Instructions for the task — Somewhere below is a line with "of the security" and, later, a line with "of the white cloud"; repeat those two lines and all the lines between them, exactly as they are.

Point localization data
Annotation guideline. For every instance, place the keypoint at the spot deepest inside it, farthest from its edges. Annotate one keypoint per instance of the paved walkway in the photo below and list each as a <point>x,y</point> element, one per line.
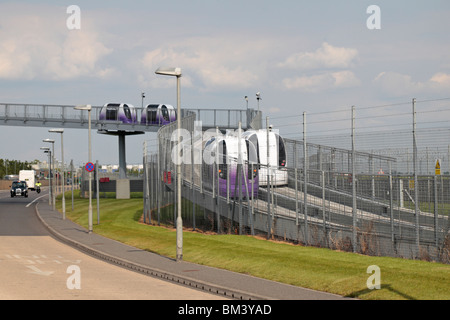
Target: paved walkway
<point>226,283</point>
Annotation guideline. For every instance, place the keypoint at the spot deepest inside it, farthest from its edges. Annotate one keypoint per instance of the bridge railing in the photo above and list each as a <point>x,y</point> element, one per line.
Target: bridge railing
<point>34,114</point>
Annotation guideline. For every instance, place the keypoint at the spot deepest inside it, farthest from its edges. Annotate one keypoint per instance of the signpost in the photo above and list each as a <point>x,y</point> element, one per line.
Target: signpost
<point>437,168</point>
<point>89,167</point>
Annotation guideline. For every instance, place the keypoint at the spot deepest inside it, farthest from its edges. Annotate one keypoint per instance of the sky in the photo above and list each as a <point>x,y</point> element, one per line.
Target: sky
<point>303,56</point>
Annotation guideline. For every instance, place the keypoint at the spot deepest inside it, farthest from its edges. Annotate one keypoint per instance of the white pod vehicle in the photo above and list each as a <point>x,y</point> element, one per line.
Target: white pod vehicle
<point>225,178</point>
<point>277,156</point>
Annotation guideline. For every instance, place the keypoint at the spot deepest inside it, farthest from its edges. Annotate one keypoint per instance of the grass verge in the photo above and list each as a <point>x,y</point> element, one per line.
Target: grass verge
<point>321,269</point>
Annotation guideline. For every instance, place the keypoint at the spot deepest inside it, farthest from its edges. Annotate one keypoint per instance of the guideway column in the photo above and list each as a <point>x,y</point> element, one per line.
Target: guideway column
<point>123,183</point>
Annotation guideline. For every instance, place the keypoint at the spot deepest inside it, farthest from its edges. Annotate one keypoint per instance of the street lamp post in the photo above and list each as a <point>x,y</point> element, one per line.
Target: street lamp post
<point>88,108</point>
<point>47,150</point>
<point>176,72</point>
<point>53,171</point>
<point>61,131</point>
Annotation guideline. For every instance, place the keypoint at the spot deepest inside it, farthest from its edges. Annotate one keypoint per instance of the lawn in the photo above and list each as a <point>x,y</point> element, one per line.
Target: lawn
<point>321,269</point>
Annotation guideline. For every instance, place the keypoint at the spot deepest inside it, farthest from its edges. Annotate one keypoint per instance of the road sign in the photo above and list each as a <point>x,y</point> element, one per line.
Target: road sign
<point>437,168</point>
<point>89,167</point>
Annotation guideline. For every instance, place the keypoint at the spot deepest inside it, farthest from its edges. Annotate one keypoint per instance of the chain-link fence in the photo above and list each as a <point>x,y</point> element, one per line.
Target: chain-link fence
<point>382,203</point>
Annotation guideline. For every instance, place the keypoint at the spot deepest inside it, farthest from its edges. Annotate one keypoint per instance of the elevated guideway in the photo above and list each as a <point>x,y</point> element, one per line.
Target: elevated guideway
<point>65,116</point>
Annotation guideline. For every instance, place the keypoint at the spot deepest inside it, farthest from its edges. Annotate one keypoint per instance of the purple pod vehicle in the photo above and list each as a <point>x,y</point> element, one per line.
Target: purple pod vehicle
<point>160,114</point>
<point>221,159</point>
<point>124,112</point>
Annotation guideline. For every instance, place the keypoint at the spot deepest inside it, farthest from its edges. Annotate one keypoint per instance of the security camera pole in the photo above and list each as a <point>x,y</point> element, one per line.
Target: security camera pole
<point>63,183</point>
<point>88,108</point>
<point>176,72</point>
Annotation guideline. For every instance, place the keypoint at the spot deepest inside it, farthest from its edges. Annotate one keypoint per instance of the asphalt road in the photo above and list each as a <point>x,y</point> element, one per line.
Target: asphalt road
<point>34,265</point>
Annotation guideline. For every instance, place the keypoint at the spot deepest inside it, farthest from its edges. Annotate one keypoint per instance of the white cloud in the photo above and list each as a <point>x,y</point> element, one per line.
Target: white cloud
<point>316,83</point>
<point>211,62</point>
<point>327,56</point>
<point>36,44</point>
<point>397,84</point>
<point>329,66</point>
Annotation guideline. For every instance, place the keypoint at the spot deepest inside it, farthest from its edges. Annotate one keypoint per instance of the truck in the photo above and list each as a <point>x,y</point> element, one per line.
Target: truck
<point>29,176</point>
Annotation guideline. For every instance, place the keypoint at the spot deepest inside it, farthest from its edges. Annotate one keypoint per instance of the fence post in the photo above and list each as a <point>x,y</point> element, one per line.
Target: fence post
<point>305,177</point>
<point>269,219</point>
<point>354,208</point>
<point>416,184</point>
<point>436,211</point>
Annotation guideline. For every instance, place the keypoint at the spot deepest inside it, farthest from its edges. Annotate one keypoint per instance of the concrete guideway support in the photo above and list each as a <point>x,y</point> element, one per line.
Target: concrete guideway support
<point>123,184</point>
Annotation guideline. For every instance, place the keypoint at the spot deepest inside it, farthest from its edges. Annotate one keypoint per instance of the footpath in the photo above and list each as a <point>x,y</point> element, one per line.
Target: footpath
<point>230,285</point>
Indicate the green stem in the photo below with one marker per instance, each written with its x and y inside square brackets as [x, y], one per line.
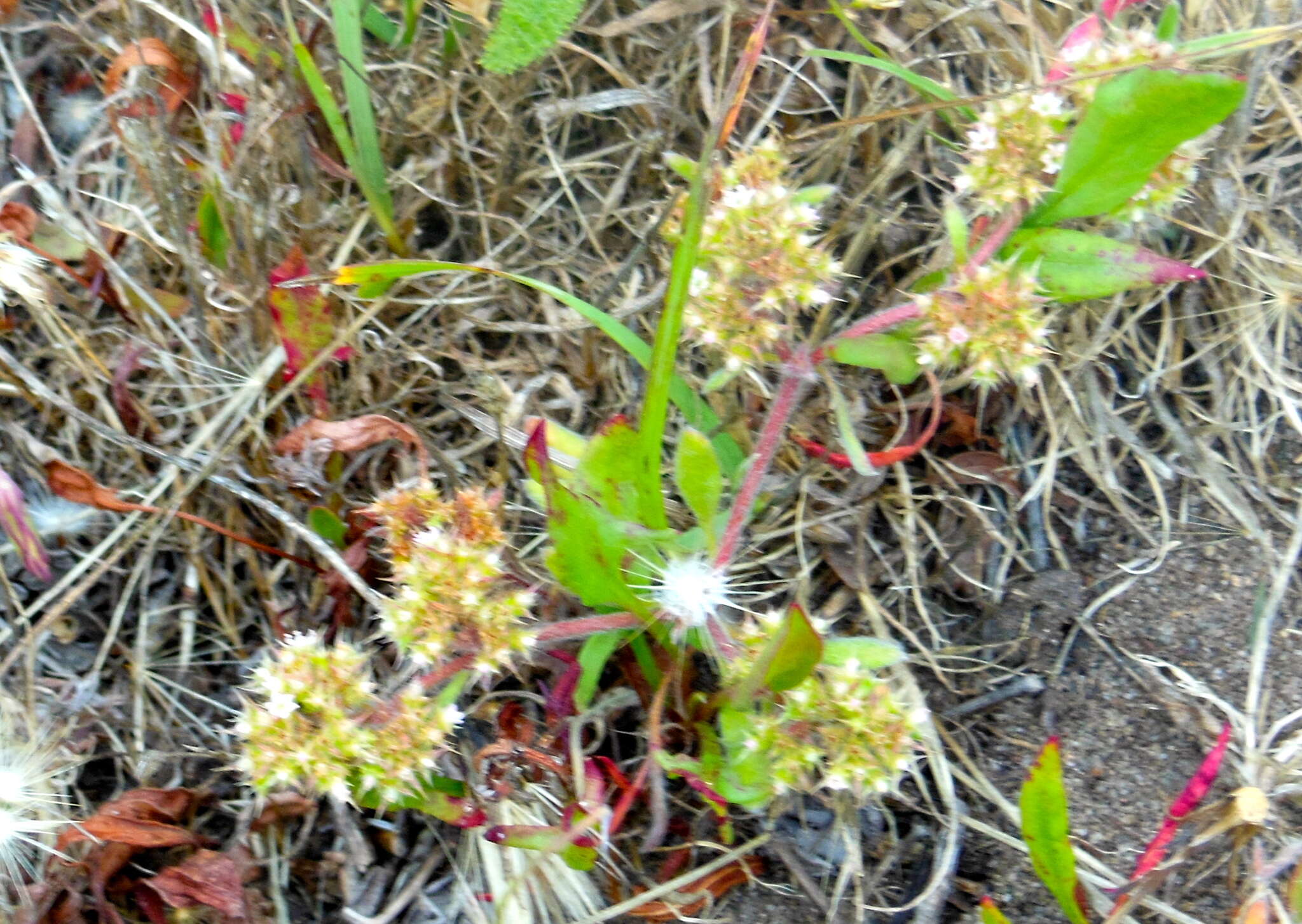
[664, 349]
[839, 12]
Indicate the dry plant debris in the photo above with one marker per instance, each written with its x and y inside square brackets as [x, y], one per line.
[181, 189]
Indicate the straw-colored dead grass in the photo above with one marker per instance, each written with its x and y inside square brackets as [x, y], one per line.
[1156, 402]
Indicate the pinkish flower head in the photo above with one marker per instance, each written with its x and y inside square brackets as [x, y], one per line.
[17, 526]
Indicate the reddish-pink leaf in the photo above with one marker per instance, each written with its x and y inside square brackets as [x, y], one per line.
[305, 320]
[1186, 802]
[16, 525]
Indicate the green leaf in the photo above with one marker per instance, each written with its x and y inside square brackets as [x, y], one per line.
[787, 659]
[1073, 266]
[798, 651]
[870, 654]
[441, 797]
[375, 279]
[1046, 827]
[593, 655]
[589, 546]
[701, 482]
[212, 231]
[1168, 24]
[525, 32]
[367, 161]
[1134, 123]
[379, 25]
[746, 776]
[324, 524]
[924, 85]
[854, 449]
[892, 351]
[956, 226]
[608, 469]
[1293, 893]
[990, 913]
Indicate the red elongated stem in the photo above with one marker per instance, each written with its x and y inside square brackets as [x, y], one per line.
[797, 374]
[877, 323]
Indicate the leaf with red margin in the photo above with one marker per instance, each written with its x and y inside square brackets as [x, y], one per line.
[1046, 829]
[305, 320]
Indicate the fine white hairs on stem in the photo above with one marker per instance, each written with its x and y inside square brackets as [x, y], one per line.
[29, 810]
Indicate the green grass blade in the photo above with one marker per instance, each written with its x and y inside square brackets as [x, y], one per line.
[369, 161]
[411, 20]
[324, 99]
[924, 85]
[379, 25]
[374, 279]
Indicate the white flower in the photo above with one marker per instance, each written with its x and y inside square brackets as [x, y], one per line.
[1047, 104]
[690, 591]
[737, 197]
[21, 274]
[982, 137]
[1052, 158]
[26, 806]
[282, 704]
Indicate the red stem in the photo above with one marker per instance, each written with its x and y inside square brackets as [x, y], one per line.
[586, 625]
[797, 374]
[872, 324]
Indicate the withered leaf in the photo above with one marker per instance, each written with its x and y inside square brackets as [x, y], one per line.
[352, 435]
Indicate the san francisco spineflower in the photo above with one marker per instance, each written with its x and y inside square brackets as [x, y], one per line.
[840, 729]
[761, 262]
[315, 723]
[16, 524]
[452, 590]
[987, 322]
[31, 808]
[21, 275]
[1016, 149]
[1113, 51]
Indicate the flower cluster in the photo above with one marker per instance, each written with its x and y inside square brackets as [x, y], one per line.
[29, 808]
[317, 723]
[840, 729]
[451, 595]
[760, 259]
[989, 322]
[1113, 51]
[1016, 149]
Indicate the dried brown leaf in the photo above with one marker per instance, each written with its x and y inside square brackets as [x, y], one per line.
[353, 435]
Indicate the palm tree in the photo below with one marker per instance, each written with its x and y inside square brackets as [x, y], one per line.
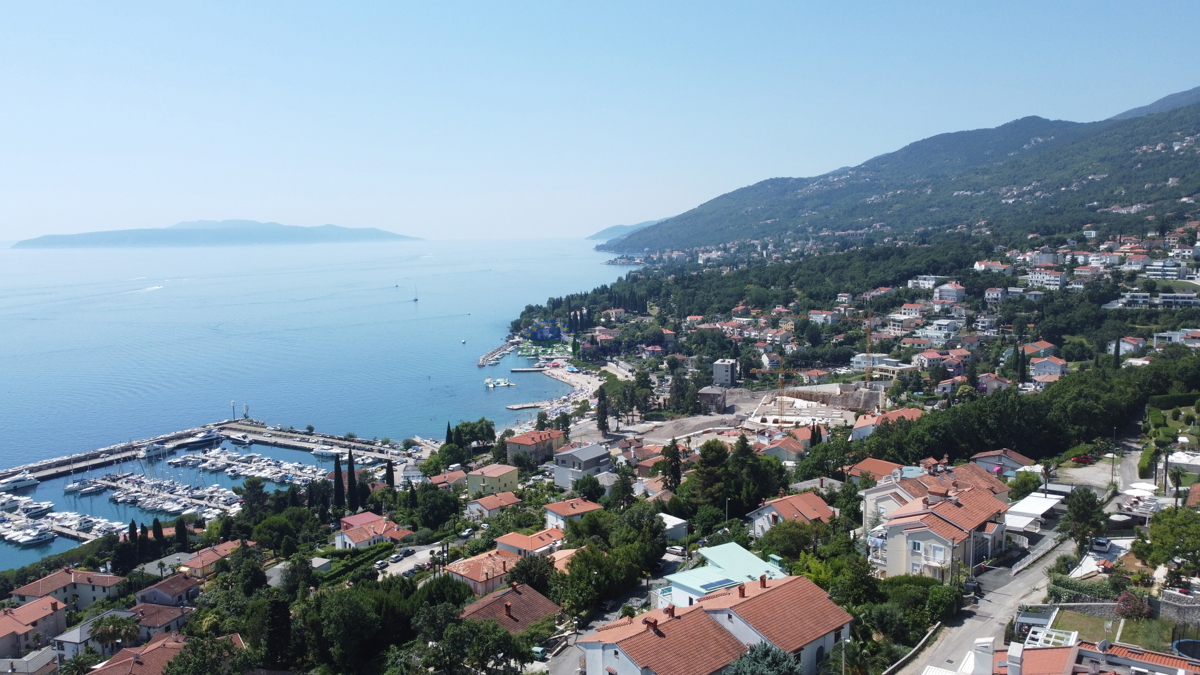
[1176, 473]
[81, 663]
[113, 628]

--

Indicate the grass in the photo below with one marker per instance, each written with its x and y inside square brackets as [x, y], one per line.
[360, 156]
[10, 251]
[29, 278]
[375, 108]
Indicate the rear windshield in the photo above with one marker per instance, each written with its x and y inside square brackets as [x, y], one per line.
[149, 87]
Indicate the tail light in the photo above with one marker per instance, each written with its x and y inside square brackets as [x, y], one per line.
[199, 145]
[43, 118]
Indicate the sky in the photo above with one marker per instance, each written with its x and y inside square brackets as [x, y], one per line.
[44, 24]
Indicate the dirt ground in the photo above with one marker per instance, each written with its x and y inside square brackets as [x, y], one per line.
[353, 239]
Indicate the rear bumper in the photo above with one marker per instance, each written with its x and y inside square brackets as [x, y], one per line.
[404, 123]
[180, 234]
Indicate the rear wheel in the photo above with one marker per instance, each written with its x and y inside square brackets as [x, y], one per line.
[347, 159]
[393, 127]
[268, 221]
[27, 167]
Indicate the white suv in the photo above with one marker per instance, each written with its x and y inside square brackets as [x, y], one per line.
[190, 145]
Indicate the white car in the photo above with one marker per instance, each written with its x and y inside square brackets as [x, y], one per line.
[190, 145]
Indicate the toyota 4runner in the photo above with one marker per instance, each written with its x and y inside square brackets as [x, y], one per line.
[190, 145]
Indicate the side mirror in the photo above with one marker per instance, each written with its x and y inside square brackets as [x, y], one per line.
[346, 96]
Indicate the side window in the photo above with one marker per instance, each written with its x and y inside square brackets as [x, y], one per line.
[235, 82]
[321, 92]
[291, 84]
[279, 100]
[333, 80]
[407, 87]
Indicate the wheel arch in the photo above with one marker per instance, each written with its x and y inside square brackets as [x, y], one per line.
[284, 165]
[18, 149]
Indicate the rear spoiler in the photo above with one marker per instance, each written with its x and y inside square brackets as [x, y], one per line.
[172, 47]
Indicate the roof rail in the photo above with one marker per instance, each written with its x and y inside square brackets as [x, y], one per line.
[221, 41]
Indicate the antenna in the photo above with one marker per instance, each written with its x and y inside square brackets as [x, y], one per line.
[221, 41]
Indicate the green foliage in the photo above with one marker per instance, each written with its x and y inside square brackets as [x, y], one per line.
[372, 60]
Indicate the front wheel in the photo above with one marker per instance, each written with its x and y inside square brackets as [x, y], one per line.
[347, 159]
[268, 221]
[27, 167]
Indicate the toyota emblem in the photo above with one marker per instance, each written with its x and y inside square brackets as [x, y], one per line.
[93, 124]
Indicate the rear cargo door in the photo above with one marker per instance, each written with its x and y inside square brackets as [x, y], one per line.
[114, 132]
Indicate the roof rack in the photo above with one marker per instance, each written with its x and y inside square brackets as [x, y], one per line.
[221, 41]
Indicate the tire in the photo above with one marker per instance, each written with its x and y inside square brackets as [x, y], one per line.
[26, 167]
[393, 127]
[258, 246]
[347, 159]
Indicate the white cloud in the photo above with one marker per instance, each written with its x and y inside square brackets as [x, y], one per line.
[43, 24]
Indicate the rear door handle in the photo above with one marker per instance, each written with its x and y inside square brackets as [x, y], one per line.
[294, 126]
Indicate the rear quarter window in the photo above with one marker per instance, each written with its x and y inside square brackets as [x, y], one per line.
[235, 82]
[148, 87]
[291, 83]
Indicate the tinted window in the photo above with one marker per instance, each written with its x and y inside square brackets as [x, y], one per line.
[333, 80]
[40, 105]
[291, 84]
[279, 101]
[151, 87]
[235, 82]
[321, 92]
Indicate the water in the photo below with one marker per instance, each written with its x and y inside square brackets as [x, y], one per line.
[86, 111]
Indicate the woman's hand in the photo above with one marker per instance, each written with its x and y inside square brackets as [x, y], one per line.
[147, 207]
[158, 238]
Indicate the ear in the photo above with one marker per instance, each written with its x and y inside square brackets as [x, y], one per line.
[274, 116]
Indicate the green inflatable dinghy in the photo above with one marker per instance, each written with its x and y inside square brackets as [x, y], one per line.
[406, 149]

Answer for the task —
Annotation guideline. For every instance, place the keypoint at the spot deepest inside it, farthest from its edges. Annotate one keypoint per instance of the security camera pole in the photo above and list each as a <point>x,y</point> element, one per line.
Target: security camera pole
<point>63,183</point>
<point>88,108</point>
<point>176,72</point>
Annotation guideline. For every instance, place the keypoint at the spot deepest inside it, farthest from its edges. Annotate one keypoint per instance of the asphalt road in the photo above and list each as a <point>x,y</point> element, one per line.
Target: asphalt road
<point>34,265</point>
Annotation guideline. For every instance, place the keypoint at the spot deepest inside it, farthest from its edges. Annotate one keypoint per instance of the white cloud in the photo above and list each as a <point>x,y</point> element, one per line.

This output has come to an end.